-- Start of EXTRACTED ENTRIES --
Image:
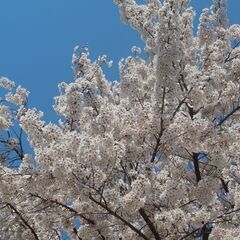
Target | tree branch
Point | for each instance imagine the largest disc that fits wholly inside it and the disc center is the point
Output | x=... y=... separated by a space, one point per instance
x=23 y=220
x=111 y=212
x=149 y=223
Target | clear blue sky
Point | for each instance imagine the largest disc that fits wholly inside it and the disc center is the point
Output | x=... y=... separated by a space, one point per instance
x=38 y=37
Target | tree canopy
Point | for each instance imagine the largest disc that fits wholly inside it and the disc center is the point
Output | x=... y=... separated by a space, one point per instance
x=154 y=155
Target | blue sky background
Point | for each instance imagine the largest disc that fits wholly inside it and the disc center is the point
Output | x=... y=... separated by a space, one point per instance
x=38 y=37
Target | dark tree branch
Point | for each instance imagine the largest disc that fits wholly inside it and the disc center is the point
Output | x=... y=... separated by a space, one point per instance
x=111 y=212
x=66 y=207
x=149 y=223
x=23 y=220
x=196 y=166
x=228 y=116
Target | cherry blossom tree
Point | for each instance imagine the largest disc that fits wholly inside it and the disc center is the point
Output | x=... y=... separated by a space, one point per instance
x=152 y=156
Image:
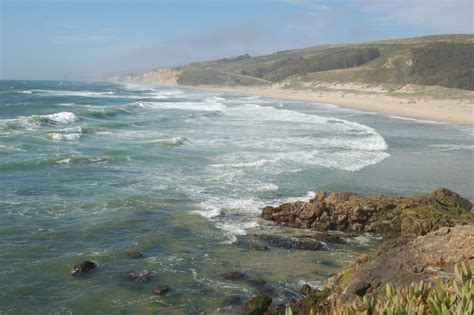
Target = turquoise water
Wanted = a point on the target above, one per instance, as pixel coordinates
(94, 170)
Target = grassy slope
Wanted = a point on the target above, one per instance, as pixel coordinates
(392, 68)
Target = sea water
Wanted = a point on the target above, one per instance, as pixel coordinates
(90, 171)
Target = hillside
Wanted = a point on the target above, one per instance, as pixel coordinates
(445, 60)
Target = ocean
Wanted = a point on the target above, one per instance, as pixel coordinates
(91, 171)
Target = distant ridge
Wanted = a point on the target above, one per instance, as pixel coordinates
(445, 60)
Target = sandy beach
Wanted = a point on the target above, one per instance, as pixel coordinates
(455, 111)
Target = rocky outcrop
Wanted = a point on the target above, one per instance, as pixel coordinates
(390, 216)
(84, 267)
(425, 236)
(160, 76)
(140, 276)
(257, 305)
(403, 261)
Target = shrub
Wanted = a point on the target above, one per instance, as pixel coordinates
(452, 297)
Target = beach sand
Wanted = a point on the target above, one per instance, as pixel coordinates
(457, 111)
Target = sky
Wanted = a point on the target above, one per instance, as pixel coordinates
(87, 39)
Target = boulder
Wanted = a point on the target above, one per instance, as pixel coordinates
(83, 267)
(258, 281)
(233, 300)
(390, 216)
(257, 305)
(160, 290)
(233, 275)
(140, 276)
(135, 254)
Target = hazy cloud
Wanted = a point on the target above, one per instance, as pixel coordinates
(447, 16)
(307, 4)
(87, 39)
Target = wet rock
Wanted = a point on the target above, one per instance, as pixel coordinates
(160, 290)
(276, 309)
(268, 292)
(261, 248)
(292, 242)
(257, 305)
(233, 275)
(233, 300)
(135, 254)
(306, 289)
(258, 281)
(140, 276)
(83, 267)
(404, 260)
(390, 216)
(359, 288)
(449, 198)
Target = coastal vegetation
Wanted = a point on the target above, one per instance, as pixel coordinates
(443, 60)
(423, 266)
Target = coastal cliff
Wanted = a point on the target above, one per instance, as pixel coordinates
(425, 238)
(160, 76)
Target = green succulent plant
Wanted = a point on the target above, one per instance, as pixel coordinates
(449, 297)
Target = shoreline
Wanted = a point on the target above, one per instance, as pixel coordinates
(438, 110)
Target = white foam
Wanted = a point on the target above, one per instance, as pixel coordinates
(73, 93)
(421, 121)
(453, 147)
(71, 134)
(6, 148)
(268, 187)
(65, 137)
(211, 106)
(63, 117)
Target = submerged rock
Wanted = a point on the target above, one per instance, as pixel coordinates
(390, 216)
(233, 300)
(140, 276)
(257, 305)
(83, 267)
(233, 275)
(405, 260)
(161, 289)
(135, 254)
(292, 242)
(258, 281)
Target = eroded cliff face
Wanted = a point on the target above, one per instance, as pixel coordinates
(160, 76)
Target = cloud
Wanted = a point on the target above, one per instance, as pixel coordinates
(307, 4)
(446, 16)
(87, 39)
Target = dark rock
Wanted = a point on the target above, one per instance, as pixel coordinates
(83, 267)
(261, 248)
(268, 292)
(390, 216)
(257, 305)
(141, 276)
(449, 198)
(359, 288)
(233, 300)
(233, 275)
(259, 281)
(306, 289)
(135, 254)
(292, 242)
(405, 260)
(275, 309)
(161, 289)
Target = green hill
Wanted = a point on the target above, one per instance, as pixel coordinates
(446, 60)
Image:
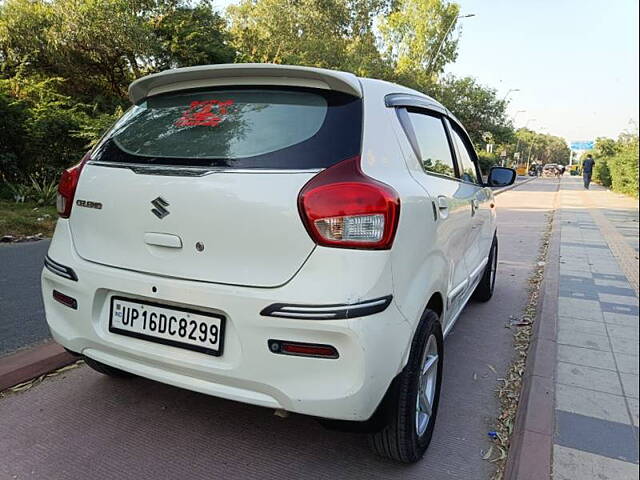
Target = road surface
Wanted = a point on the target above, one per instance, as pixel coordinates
(22, 322)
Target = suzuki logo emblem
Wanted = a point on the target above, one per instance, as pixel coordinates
(160, 211)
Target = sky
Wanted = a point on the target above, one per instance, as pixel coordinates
(574, 62)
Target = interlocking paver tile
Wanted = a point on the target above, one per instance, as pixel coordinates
(581, 309)
(629, 384)
(625, 345)
(619, 308)
(590, 378)
(584, 326)
(586, 356)
(621, 319)
(619, 299)
(585, 340)
(622, 330)
(571, 464)
(593, 404)
(627, 363)
(634, 406)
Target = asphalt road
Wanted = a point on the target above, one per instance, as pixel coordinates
(84, 425)
(22, 322)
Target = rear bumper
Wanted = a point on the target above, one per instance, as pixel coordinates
(371, 348)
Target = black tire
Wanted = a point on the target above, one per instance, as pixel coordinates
(106, 369)
(484, 290)
(399, 438)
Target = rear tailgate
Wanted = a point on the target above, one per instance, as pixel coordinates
(236, 228)
(204, 184)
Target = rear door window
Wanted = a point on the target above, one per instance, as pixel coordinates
(239, 127)
(468, 169)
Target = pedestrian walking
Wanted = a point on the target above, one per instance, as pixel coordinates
(587, 170)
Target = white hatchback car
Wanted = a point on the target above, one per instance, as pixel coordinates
(289, 237)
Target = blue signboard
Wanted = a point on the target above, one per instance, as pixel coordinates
(582, 145)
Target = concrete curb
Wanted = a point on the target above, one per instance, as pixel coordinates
(530, 453)
(27, 364)
(515, 185)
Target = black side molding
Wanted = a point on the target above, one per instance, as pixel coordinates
(59, 269)
(328, 312)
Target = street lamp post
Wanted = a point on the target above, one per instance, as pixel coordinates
(525, 126)
(509, 91)
(432, 59)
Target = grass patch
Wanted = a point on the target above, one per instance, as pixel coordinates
(20, 219)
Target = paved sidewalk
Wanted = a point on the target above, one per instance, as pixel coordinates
(596, 384)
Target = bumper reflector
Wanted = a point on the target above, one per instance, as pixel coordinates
(299, 349)
(66, 300)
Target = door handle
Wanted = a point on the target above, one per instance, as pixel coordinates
(474, 206)
(162, 240)
(443, 206)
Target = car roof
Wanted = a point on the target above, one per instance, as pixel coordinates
(264, 74)
(243, 73)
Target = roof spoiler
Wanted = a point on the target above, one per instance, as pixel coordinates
(243, 74)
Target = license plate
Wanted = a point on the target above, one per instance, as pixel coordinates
(178, 327)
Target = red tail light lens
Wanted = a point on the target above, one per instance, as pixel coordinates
(67, 187)
(342, 207)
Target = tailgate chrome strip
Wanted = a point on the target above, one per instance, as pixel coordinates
(336, 311)
(185, 171)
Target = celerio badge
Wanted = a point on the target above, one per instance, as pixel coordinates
(160, 211)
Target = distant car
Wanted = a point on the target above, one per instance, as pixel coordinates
(289, 237)
(551, 170)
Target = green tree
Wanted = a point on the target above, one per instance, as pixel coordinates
(186, 36)
(419, 37)
(476, 106)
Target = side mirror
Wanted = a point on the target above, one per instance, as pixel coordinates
(501, 177)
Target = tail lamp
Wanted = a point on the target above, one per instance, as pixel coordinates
(343, 207)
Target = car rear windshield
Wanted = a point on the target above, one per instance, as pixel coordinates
(272, 128)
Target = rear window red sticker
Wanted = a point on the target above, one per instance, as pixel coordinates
(205, 113)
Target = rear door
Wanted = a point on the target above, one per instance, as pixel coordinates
(203, 184)
(478, 198)
(440, 178)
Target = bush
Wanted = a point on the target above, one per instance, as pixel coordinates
(624, 172)
(617, 163)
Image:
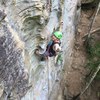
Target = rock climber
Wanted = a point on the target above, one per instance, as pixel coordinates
(53, 47)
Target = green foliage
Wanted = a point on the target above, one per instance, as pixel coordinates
(93, 50)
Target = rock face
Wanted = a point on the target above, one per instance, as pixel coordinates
(28, 26)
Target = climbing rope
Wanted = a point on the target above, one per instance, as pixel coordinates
(98, 68)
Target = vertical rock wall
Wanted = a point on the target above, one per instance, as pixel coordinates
(30, 19)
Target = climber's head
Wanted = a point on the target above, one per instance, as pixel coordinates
(57, 35)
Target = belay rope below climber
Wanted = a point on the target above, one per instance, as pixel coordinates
(98, 68)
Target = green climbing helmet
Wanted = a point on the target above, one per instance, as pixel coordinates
(58, 34)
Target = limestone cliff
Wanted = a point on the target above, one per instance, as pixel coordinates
(26, 25)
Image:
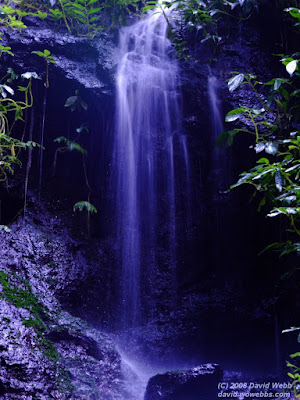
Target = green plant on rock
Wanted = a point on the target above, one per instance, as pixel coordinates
(18, 291)
(201, 17)
(76, 104)
(11, 111)
(273, 121)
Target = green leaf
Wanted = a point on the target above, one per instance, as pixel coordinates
(295, 12)
(71, 101)
(271, 148)
(85, 205)
(278, 180)
(263, 161)
(291, 66)
(94, 10)
(235, 114)
(5, 228)
(29, 75)
(235, 82)
(259, 147)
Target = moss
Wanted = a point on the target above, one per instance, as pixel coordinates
(23, 297)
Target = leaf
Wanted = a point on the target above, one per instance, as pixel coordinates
(260, 147)
(28, 75)
(271, 148)
(291, 67)
(85, 204)
(235, 82)
(8, 89)
(295, 12)
(94, 10)
(5, 228)
(71, 101)
(263, 161)
(278, 180)
(235, 114)
(292, 329)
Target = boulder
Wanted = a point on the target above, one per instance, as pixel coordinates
(198, 383)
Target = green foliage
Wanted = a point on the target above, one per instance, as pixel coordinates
(201, 17)
(294, 365)
(12, 110)
(85, 205)
(76, 102)
(69, 145)
(18, 291)
(46, 55)
(273, 120)
(5, 228)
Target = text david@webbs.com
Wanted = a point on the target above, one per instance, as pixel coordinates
(255, 390)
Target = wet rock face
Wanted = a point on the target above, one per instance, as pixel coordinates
(45, 353)
(88, 62)
(193, 384)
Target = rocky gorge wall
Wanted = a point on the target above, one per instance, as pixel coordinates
(225, 297)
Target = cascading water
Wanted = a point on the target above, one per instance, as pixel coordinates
(149, 150)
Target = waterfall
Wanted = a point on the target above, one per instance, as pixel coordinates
(147, 155)
(217, 126)
(220, 175)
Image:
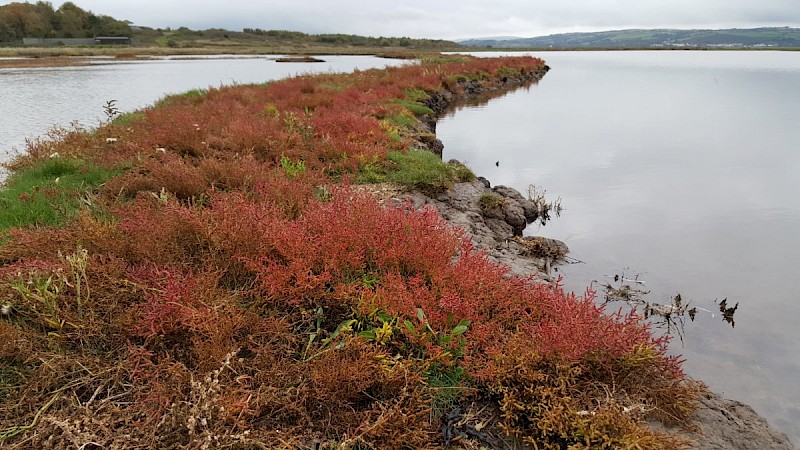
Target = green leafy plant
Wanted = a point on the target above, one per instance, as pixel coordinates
(490, 201)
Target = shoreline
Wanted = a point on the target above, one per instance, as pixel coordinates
(499, 226)
(721, 422)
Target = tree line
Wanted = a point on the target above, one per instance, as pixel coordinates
(41, 20)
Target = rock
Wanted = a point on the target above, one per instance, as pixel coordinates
(728, 424)
(722, 423)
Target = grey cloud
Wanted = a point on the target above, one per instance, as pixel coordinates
(451, 18)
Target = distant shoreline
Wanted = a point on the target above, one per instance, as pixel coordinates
(38, 57)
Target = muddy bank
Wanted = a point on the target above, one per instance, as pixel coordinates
(720, 423)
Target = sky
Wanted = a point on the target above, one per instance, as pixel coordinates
(448, 19)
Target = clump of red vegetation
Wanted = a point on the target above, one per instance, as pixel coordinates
(234, 294)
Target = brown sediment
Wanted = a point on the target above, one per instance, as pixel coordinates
(299, 59)
(717, 423)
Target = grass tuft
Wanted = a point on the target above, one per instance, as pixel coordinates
(48, 193)
(415, 169)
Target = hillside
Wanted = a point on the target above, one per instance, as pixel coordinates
(69, 21)
(734, 38)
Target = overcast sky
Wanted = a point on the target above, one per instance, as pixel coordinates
(449, 19)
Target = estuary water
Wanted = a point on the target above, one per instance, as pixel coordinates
(33, 100)
(681, 168)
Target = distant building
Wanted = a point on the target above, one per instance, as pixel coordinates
(100, 40)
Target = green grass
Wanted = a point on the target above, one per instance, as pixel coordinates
(489, 201)
(415, 169)
(48, 193)
(128, 118)
(193, 94)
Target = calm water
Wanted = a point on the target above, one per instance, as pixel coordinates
(683, 167)
(33, 100)
(680, 166)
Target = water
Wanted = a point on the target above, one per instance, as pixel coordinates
(681, 167)
(33, 100)
(678, 165)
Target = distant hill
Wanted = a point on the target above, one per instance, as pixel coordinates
(28, 20)
(733, 38)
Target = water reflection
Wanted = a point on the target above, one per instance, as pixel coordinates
(681, 166)
(36, 99)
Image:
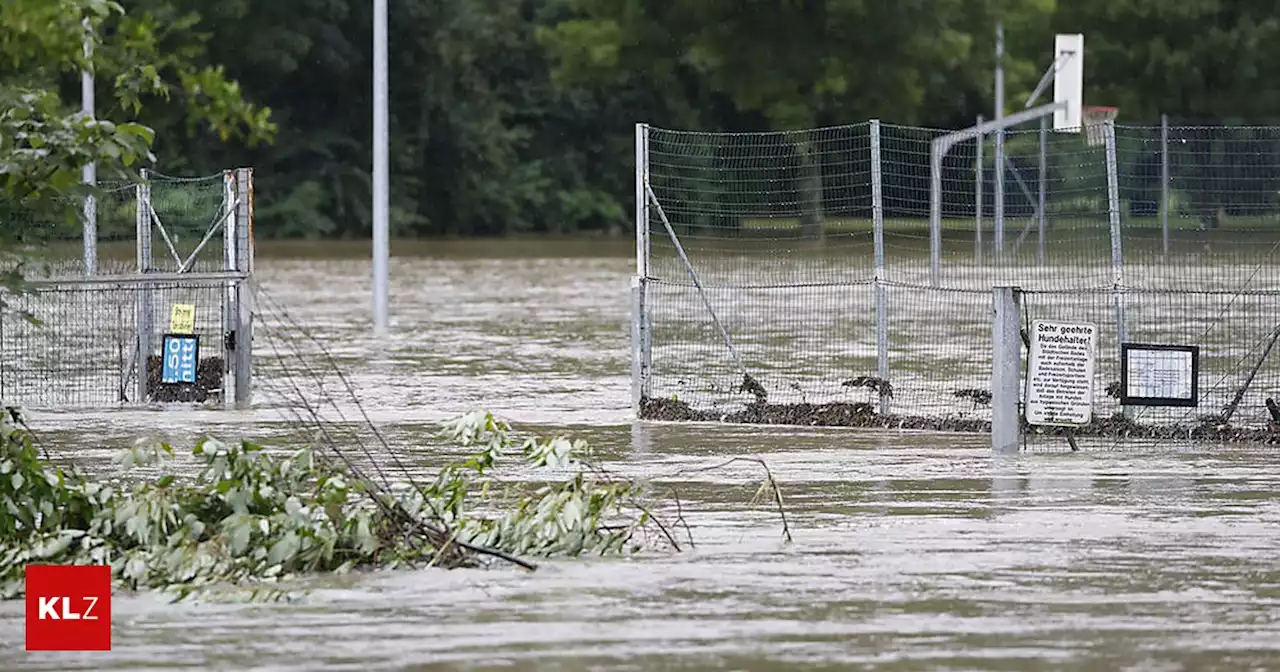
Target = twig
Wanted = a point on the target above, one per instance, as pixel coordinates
(768, 474)
(680, 517)
(662, 528)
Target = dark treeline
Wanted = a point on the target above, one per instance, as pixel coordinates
(516, 115)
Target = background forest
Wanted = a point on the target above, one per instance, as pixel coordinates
(516, 115)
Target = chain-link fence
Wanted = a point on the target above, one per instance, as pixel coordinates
(179, 222)
(796, 277)
(74, 343)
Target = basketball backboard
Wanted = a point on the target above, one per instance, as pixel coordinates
(1069, 80)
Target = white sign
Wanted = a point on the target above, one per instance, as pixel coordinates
(1060, 374)
(1165, 374)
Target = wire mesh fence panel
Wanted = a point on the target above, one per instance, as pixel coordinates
(940, 356)
(775, 297)
(187, 218)
(74, 344)
(1203, 193)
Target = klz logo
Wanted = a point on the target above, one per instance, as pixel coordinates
(68, 608)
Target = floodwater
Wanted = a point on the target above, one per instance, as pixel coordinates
(912, 551)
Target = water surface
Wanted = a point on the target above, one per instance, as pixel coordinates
(912, 551)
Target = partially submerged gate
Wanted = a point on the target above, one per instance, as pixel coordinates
(174, 327)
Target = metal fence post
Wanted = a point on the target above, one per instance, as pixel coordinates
(1006, 368)
(243, 339)
(935, 214)
(1041, 181)
(145, 310)
(229, 259)
(1116, 248)
(880, 289)
(978, 196)
(1164, 181)
(641, 334)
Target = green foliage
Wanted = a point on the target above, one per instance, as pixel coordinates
(252, 516)
(516, 117)
(45, 140)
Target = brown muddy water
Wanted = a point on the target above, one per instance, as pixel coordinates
(912, 551)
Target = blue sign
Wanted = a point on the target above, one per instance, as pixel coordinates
(181, 353)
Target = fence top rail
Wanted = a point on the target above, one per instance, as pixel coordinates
(1150, 126)
(141, 279)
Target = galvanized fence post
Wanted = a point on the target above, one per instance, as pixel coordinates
(880, 288)
(935, 214)
(1116, 248)
(145, 300)
(641, 332)
(1041, 191)
(1006, 368)
(978, 196)
(1164, 182)
(243, 338)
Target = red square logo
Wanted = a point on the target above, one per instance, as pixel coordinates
(68, 608)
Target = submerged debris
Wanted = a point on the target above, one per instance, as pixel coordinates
(753, 387)
(878, 385)
(979, 397)
(863, 415)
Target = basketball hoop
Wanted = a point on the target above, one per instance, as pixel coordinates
(1095, 123)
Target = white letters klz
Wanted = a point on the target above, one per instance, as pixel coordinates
(49, 609)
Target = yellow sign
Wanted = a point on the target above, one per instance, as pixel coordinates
(182, 319)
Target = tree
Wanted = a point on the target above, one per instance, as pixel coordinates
(44, 137)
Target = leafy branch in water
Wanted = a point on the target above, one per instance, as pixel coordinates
(251, 516)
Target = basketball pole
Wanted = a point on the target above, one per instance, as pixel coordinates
(88, 173)
(380, 167)
(1000, 144)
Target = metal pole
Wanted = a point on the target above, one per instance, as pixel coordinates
(936, 213)
(641, 336)
(978, 197)
(231, 315)
(88, 173)
(1000, 141)
(1164, 181)
(243, 341)
(1005, 368)
(881, 291)
(1040, 210)
(145, 311)
(1116, 250)
(380, 168)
-- End of EXTRACTED ENTRIES --
Write out the items line for line, from the very start through the line containing "x=228 y=116", with that line included. Leave the pictures out.

## WORKED ANSWER:
Image:
Target | tree branch
Point | for each instance imagine the largest disc that fits wholly inside it and the disc center is the point
Output | x=... y=... separated by a space, one point per instance
x=23 y=220
x=111 y=212
x=149 y=223
Target | clear blue sky
Point | for each instance imagine the largest disc that fits wholly inside it and the disc center is the point
Output | x=... y=... separated by a space, one point per instance
x=38 y=37
Target | tree canopy
Point | for each instance imagine the largest disc that fits wholly inside it and the disc center is the point
Output | x=... y=... separated by a space, one point per instance
x=154 y=155
Target | blue sky background
Point | for each instance imagine the largest disc that fits wholly inside it and the disc center is the point
Output | x=... y=... separated by a space, one point per instance
x=38 y=37
Target | dark tree branch
Point | for each instance imagine the largest disc that fits wholly inside it and the disc center is the point
Output | x=... y=... separated by a space, one point per instance
x=111 y=212
x=66 y=207
x=149 y=223
x=23 y=220
x=196 y=166
x=228 y=116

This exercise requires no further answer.